▶ [PROMPT]
Reproduce each of the following records verbatim, line by line, with no changes to characters, spacing, or order.

▶ [EXTRACTED DATA]
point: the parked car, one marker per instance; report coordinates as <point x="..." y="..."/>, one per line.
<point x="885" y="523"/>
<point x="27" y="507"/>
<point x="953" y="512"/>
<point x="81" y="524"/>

▶ [SOLUTION FOR THIS EXERCISE]
point: the parked car, one marker per instance; report coordinates as <point x="..." y="..."/>, one per line.
<point x="885" y="523"/>
<point x="27" y="507"/>
<point x="953" y="512"/>
<point x="81" y="524"/>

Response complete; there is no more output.